» Cel zadania: Przepisz jako dwukolumnowy plik CSV z kolumnami "tresc" i "odpowiedz" fragment, który zaczyna się linią zawierającą "237, row 14.", a kończy linią zawierającą "column 351, row 250" (obie włącznie). Każda treść razem ze swoją odpowiedzią ma tworzyć jeden wiersz, oba pola w cudzysłowach, a podziały linii zamień na spacje.

» Dane wejściowe:
***
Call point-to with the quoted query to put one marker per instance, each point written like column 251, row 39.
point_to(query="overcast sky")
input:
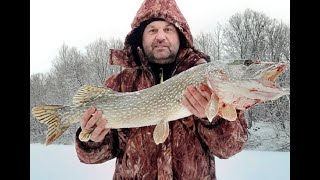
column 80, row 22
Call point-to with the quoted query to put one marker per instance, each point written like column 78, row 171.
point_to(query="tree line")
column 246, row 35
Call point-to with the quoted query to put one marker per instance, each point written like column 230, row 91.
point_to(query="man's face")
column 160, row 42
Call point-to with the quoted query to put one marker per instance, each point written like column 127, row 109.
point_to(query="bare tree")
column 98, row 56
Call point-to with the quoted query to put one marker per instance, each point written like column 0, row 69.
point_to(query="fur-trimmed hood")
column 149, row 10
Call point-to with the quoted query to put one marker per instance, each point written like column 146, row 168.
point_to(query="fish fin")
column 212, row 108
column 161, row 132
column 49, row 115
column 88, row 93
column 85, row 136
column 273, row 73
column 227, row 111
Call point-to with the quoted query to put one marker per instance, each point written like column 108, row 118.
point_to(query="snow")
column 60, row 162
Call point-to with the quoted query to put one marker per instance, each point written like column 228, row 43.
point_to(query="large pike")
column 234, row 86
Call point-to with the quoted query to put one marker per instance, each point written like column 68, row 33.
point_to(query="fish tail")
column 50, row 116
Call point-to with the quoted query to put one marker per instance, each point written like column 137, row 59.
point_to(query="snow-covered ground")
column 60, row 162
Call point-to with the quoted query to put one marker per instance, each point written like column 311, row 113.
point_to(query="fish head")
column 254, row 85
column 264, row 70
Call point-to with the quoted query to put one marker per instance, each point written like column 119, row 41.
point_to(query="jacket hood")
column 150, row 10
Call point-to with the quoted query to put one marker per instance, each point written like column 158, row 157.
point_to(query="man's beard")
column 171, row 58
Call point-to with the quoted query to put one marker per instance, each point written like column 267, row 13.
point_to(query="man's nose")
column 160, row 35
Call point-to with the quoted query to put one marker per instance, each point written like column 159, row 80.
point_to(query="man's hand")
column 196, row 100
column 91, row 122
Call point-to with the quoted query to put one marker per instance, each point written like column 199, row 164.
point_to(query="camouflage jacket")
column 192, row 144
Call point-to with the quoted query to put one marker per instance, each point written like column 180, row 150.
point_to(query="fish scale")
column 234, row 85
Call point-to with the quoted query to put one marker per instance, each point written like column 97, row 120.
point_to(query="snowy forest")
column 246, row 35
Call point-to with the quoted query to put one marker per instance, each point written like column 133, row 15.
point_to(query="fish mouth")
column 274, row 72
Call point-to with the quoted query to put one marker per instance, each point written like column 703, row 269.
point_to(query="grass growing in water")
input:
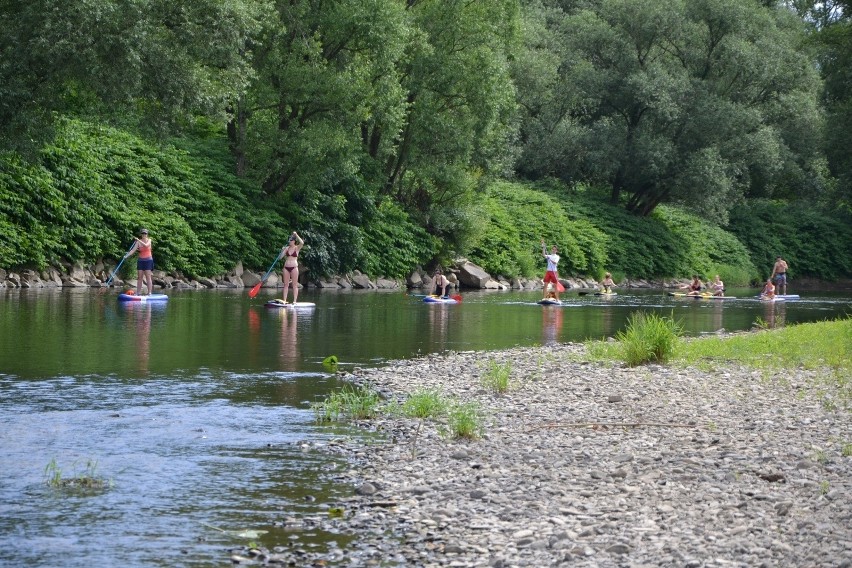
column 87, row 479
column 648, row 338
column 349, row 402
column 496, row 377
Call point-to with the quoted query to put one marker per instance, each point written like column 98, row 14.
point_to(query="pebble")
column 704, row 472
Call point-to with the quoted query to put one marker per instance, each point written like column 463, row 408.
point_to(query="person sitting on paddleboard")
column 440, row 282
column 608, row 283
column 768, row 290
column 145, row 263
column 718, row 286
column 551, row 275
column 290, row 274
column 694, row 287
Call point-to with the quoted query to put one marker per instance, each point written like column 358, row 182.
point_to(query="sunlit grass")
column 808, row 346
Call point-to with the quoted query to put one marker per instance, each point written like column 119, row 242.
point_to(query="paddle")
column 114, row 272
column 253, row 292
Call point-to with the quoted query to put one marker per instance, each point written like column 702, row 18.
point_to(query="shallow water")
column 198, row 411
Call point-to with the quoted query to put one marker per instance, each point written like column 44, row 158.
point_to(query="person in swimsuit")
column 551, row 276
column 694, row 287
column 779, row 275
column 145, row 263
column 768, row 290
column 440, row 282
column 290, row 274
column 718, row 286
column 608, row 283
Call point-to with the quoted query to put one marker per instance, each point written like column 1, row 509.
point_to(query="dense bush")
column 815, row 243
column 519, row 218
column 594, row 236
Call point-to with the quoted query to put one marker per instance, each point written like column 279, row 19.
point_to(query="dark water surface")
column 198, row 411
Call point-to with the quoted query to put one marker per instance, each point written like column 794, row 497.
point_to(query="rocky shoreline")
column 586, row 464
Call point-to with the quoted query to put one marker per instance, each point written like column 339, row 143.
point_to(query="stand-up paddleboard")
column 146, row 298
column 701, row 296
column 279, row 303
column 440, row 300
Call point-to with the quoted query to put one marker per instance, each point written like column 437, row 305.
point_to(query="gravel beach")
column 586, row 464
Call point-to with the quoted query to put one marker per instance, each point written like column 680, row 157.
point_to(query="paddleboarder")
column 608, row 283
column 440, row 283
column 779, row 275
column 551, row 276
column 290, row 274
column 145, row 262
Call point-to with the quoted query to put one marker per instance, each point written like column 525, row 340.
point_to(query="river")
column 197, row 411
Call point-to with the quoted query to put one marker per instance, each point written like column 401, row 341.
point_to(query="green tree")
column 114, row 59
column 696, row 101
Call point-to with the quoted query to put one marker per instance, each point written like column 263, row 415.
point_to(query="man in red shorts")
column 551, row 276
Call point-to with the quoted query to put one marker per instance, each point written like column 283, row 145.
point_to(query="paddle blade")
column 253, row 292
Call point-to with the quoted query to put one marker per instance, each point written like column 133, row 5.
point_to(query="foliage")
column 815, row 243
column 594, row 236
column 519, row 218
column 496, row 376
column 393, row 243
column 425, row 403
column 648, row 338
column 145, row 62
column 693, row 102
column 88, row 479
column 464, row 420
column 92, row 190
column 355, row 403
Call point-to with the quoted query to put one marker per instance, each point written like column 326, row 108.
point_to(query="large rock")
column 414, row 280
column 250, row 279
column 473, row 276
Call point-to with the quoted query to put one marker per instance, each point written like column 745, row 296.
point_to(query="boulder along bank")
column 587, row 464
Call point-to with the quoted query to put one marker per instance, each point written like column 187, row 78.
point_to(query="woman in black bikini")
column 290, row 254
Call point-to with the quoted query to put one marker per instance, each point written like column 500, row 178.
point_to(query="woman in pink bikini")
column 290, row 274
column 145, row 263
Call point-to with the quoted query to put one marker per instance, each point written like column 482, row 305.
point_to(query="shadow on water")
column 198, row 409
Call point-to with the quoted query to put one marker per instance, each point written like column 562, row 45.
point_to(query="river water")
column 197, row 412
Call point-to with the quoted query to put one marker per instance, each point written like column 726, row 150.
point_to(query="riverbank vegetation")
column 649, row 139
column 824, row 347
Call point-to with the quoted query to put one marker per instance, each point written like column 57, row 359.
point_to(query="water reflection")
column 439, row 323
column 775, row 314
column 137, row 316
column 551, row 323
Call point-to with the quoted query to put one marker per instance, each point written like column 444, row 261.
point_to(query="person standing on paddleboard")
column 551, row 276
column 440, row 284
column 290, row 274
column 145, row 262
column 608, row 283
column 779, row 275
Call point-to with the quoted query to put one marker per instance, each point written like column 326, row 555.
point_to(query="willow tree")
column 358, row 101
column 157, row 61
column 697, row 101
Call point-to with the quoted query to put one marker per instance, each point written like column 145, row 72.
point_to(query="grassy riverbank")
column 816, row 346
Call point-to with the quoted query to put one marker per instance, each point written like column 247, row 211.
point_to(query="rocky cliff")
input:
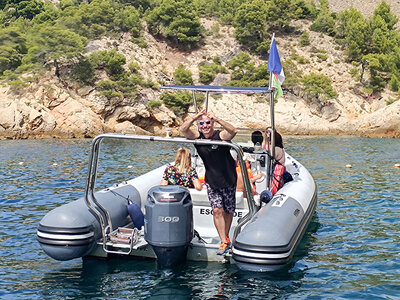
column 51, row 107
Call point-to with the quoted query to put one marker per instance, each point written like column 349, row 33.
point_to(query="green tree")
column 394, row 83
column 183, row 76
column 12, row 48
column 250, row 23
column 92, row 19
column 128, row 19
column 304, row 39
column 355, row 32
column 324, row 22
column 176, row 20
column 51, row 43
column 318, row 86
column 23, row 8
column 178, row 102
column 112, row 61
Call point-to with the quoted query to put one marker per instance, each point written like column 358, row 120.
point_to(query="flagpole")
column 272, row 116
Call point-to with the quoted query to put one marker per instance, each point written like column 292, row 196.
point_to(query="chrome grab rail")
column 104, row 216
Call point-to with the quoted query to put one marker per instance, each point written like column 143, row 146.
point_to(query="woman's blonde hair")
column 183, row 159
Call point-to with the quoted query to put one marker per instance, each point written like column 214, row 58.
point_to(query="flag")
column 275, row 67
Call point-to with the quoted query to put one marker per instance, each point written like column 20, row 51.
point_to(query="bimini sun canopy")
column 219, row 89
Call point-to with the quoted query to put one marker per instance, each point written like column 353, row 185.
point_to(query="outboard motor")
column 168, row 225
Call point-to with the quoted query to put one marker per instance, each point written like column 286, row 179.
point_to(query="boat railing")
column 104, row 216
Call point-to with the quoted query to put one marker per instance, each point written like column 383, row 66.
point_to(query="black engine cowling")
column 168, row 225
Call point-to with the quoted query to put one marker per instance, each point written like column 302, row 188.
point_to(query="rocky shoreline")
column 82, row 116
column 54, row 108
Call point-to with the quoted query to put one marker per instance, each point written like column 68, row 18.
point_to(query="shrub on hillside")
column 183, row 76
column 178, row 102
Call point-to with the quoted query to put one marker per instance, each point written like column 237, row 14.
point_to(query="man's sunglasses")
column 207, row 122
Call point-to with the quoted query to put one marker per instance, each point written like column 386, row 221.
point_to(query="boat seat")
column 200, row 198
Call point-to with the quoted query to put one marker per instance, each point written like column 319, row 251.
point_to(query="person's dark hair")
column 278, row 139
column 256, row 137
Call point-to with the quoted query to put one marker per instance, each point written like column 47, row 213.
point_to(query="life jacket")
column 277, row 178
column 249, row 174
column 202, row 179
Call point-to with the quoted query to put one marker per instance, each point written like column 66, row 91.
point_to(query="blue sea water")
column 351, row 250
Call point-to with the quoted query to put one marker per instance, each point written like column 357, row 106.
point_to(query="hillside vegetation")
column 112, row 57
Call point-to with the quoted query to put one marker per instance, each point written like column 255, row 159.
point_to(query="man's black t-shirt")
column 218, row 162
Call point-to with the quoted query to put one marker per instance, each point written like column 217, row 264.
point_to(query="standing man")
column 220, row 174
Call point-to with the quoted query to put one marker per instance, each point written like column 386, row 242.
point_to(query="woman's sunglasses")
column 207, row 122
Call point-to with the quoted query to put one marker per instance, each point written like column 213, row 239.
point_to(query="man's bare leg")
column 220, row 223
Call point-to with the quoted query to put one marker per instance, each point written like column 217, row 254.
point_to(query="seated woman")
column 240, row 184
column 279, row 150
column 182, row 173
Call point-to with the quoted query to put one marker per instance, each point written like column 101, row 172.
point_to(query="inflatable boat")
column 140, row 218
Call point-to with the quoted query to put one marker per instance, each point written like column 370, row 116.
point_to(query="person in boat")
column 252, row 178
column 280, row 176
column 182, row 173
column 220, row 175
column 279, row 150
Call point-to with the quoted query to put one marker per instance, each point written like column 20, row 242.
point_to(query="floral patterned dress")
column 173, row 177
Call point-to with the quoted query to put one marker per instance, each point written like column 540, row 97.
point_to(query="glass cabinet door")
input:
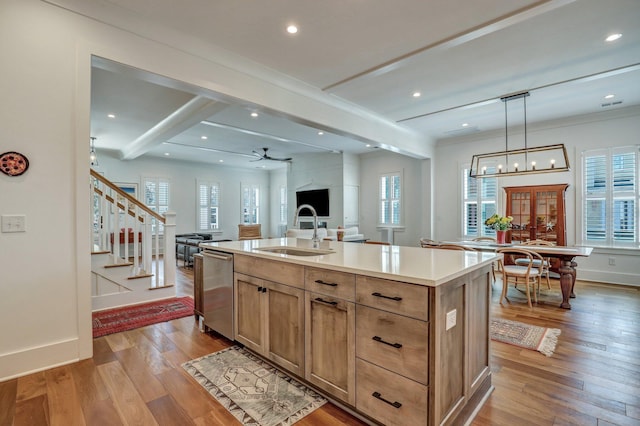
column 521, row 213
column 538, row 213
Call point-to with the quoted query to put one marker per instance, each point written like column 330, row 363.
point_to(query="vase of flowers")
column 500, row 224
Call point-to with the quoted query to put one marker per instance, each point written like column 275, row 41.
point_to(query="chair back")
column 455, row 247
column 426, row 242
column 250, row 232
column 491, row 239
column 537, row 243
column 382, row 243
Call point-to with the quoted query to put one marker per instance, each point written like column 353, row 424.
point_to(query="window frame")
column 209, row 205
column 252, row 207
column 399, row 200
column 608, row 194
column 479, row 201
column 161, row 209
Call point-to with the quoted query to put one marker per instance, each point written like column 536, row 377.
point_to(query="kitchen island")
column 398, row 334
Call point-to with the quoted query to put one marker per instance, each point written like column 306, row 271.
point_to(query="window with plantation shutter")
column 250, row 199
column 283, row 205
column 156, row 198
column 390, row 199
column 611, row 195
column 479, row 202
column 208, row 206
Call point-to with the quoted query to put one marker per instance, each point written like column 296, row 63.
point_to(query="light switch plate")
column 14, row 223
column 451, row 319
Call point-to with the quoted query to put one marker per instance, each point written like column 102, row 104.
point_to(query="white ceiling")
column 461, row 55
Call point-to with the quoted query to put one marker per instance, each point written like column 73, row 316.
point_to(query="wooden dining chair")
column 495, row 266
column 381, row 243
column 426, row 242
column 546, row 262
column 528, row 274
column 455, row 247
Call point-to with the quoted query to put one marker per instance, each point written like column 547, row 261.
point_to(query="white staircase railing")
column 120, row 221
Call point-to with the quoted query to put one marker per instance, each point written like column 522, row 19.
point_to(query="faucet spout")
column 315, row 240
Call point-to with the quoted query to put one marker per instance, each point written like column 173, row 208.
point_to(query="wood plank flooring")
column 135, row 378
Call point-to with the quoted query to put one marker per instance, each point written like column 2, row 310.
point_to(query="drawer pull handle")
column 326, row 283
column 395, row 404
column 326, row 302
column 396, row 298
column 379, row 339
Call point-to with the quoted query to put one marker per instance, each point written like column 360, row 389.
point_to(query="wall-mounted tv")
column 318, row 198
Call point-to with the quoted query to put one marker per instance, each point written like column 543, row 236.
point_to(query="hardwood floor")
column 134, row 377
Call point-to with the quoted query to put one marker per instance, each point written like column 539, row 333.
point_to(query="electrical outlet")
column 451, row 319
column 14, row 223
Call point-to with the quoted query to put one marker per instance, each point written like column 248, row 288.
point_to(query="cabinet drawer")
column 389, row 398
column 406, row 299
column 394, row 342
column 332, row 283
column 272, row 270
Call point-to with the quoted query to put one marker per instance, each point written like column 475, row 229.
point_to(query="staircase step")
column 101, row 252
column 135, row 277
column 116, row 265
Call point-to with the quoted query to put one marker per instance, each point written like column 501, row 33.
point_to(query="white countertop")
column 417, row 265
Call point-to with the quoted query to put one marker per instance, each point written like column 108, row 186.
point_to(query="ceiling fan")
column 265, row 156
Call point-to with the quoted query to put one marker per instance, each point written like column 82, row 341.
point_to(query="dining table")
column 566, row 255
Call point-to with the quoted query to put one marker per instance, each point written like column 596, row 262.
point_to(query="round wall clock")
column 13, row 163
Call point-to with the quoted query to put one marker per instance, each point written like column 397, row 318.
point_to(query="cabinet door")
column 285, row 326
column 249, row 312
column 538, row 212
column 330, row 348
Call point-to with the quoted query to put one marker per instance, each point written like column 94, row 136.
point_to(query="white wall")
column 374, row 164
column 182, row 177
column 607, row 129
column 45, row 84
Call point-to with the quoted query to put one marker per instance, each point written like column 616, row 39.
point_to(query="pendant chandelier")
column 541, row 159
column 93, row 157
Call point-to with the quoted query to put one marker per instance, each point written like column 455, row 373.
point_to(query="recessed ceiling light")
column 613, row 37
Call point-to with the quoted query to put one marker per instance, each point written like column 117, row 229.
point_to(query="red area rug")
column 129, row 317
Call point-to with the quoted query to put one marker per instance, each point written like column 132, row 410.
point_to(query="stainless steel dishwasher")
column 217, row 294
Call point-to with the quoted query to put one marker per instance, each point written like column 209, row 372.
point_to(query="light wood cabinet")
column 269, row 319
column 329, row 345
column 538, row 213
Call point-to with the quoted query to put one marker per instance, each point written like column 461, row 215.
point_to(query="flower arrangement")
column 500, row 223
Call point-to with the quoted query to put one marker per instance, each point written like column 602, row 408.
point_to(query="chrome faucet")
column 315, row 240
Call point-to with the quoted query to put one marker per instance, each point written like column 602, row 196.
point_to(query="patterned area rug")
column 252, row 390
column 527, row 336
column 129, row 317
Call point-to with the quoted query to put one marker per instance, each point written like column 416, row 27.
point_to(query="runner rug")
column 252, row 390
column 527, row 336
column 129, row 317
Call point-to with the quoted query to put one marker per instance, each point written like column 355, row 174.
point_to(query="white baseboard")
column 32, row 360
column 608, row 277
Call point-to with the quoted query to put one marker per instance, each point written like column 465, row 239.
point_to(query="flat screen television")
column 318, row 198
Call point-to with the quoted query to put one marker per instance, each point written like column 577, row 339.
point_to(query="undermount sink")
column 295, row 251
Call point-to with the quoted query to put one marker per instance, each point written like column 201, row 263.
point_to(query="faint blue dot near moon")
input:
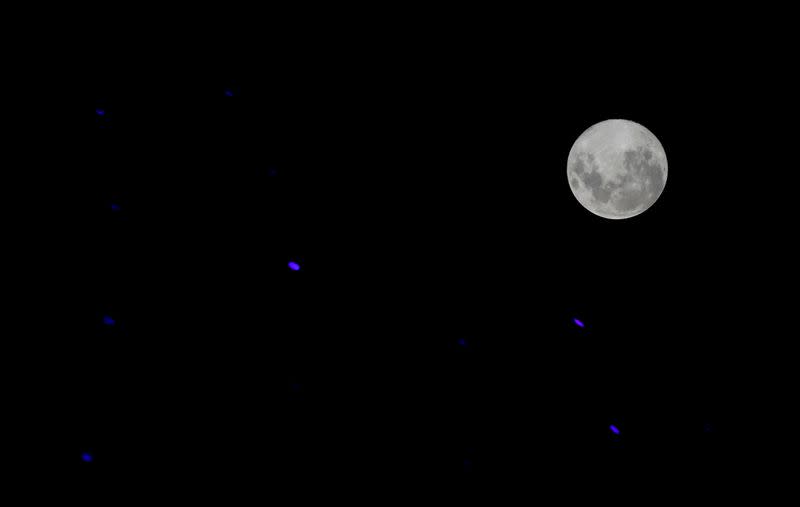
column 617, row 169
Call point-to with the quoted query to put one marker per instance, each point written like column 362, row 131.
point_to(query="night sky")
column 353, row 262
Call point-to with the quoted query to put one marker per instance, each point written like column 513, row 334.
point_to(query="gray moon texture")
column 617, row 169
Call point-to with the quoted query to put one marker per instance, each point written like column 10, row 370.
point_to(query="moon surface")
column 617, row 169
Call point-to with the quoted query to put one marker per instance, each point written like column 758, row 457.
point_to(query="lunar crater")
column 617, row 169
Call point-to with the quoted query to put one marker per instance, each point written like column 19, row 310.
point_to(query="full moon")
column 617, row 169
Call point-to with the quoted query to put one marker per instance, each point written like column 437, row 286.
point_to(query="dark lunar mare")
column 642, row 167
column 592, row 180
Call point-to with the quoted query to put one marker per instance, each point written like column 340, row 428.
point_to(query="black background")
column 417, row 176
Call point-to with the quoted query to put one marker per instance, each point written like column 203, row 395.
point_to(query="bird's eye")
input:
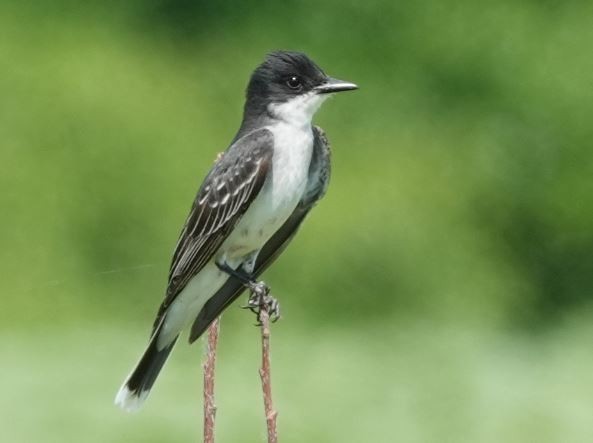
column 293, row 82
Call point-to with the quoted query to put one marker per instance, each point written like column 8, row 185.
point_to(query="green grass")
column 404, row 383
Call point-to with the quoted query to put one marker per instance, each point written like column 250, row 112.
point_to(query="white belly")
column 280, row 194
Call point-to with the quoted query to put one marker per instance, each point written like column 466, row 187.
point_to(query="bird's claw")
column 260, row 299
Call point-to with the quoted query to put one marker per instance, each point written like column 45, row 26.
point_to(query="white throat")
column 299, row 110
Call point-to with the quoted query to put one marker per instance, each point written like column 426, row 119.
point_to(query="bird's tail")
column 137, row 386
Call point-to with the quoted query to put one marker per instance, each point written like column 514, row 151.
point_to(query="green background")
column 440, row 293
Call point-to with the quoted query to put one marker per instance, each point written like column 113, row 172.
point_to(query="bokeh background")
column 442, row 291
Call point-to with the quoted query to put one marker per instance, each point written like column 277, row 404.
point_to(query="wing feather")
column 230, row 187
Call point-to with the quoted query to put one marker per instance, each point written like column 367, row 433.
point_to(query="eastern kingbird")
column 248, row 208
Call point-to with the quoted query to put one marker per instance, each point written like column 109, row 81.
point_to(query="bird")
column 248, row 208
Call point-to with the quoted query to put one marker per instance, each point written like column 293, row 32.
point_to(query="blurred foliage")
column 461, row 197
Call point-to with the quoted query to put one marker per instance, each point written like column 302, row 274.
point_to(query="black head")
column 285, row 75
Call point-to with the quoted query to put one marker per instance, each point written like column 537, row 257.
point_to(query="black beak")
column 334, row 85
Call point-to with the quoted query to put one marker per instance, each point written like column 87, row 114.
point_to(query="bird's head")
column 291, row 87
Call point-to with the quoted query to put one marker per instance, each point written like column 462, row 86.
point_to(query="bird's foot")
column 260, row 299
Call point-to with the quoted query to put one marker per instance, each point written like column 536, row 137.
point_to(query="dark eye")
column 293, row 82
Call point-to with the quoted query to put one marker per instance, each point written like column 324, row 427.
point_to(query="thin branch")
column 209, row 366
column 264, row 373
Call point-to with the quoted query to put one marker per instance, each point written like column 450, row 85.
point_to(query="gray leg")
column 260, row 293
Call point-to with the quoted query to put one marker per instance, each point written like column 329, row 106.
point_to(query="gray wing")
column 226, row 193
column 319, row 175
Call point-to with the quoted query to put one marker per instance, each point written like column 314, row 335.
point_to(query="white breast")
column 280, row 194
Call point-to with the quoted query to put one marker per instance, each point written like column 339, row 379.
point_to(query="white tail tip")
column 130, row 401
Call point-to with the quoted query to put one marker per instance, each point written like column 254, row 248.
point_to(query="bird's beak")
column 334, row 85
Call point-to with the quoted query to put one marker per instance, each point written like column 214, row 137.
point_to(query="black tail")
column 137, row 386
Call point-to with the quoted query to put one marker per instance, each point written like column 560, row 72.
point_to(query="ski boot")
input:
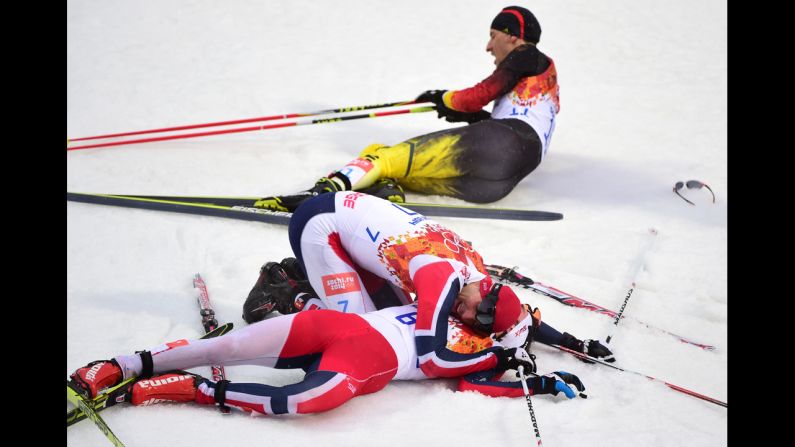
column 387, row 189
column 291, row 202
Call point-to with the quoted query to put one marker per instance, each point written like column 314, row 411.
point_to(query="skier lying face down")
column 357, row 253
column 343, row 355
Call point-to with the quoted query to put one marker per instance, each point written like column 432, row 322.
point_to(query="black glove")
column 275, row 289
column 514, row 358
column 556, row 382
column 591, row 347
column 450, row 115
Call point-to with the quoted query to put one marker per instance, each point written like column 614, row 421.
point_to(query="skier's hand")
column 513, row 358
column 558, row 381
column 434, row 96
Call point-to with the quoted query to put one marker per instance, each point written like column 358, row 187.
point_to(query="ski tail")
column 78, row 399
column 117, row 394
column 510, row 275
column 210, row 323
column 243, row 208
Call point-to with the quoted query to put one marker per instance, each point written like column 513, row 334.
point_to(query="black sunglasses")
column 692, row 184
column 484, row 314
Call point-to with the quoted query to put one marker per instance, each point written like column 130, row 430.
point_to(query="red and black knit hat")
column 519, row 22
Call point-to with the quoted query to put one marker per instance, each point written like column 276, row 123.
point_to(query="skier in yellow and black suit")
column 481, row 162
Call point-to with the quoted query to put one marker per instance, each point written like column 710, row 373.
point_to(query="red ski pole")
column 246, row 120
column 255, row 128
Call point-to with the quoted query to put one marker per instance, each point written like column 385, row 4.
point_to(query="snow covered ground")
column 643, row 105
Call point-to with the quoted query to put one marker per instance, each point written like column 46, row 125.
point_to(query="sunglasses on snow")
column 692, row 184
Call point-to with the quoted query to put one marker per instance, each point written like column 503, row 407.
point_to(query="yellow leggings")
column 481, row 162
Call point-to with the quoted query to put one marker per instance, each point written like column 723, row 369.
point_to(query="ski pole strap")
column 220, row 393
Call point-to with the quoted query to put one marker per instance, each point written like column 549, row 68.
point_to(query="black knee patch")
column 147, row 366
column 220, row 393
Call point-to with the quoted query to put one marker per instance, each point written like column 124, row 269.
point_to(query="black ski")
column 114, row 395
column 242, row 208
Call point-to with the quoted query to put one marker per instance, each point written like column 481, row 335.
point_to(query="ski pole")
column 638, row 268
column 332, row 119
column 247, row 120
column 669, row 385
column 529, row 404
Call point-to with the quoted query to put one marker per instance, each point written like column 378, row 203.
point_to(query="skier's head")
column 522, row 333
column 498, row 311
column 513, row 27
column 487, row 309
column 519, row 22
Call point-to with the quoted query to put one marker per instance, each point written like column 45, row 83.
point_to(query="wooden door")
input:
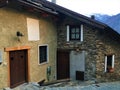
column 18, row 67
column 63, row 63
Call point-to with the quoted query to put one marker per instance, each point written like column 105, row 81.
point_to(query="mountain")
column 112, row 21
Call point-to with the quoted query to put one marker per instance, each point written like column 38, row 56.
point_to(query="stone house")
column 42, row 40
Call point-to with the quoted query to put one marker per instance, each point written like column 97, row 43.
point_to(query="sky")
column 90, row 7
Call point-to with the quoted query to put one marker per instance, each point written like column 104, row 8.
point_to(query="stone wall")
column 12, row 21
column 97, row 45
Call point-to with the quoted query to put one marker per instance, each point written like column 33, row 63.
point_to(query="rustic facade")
***
» Wynik zadania:
tresc,odpowiedz
"Call point-to with the quoted query to put one marker per instance, each point written like column 237, row 14. point_to(query=""man's sunglasses"")","column 207, row 122"
"Call point-to with the quoted query to put one marker per instance, each point written like column 386, row 221. point_to(query=""boat seat"")","column 200, row 198"
"Call point-to with the quoted query to put one marker per instance, each point written like column 319, row 251. point_to(query=""person's dark hair"")","column 278, row 139 column 256, row 137"
"Call point-to with the quoted query to put one marker per instance, each point written like column 47, row 213. point_to(query=""life jacket"")","column 277, row 178 column 249, row 174 column 202, row 179"
"Call point-to with the quoted query to put one marker per instance, each point written like column 66, row 91. point_to(query=""blue sea water"")","column 351, row 250"